▸ **About this exercise**
For the word "blue", state how many lines of the data include it. Respond with the number only.

▸ **Records supplied**
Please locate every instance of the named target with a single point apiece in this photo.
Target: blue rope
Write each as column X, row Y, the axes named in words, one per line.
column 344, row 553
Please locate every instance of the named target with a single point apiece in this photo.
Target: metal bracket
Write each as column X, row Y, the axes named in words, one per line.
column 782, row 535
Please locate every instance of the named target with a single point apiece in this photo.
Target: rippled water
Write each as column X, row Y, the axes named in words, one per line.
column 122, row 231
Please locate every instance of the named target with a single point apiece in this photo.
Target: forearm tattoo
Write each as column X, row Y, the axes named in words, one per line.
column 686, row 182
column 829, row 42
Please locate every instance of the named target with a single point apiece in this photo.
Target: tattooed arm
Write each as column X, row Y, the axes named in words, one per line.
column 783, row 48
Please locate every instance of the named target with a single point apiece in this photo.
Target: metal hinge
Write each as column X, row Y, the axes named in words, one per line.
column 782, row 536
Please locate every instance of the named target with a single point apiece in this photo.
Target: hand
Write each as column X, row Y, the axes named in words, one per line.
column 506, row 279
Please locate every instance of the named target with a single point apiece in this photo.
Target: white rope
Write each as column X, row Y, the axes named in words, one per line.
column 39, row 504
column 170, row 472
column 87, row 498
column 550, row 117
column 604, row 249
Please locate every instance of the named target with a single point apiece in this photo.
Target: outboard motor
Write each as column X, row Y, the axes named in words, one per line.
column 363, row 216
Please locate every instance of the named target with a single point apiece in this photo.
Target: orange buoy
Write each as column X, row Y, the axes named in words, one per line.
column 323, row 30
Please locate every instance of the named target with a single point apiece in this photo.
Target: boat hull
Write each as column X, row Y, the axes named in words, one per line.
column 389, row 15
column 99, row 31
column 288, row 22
==
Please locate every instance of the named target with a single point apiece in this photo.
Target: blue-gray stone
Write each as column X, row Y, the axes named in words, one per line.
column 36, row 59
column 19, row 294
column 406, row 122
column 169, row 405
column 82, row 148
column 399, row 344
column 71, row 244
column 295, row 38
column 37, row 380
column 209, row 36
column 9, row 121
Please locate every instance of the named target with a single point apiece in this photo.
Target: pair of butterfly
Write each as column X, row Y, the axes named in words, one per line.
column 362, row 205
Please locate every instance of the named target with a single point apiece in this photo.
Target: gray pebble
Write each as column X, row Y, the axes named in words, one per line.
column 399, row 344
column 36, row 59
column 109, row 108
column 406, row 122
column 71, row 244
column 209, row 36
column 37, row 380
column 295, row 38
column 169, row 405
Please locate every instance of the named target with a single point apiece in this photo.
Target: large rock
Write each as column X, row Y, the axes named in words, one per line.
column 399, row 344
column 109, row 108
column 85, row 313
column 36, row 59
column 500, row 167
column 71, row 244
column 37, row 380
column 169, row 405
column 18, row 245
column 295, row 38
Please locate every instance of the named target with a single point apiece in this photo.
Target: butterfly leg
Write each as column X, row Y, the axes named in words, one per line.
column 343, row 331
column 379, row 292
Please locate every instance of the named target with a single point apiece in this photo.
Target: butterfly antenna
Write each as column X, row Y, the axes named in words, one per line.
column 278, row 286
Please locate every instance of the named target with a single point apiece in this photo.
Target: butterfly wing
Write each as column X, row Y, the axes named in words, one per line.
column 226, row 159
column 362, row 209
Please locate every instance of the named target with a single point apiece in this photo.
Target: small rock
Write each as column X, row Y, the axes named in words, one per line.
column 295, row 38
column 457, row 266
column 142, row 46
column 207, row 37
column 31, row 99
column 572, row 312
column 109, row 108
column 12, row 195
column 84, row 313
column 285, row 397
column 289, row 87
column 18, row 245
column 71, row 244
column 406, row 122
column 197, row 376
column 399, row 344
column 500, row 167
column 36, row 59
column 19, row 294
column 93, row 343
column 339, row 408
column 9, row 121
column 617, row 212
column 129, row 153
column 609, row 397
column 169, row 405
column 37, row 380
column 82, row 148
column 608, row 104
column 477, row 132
---
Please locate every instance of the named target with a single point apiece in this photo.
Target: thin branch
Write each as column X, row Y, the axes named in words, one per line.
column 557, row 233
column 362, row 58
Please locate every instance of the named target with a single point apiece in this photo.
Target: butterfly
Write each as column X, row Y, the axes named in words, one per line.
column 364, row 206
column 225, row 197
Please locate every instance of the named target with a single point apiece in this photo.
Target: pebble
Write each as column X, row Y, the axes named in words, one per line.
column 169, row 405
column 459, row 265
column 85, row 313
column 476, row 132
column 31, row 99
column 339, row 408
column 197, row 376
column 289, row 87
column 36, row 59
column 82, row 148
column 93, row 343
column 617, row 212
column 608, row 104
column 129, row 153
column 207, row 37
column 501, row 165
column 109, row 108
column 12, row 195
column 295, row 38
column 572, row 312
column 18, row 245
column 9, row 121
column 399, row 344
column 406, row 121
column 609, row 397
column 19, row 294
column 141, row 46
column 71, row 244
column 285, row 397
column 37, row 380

▸ **Answer section**
2